* Passage *
(begin)

I know I’m sensitive.
I know people can only help to the extent of their problems in life.
But maybe it’s a sign that I’ve outgrown her.
After the police thing she said “I can’t get involved in your relationship, theres always two sides to the story” She also said I was choosing to get involved in the drama and I must just be strong. Somehow him calling me and yelling was my fault
When he broke up with me she said “don’t worry. You’ll get back together next week”
When I had a sobbing break down she said “you’re emo right now. There’s nothing I can say. You just have to get thru the pain”
All of that comes from a good place. Shes cares, she just doesn’t know how to.
There’s been a split in the middle between whether I should pay it or whether I should ask my ex to pay the fine. Actually I had three ppl say pay it. And two say don’t. Ones in waiting.
But my best friends response was the only one that hurt. She said “you should pay it. The only reason he was driving was because you booked that trip”
Again. It was my fault.
Right now, me being blamed for anything is a trigger. I feel my chest tighten in anger. I want to lash out. But because I take everything in, I just absorb it.

(end)

* Data extract *
(begin)

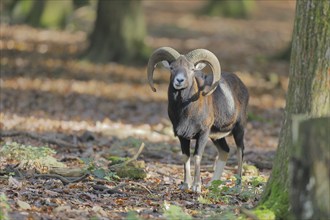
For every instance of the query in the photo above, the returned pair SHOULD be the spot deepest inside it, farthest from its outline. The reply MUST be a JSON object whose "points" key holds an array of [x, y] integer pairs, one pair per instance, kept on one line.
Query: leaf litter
{"points": [[107, 110]]}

(end)

* Parts of the exercise *
A. According to the post, how many people told the writer to pay the fine?
B. Quote the post between "Again. It was" and "just absorb it.", inclusive.

* Results of the tasks *
A. Three people.

B.
Again. It was my fault.
Right now, me being blamed for anything is a trigger. I feel my chest tighten in anger. I want to lash out. But because I take everything in, I just absorb it.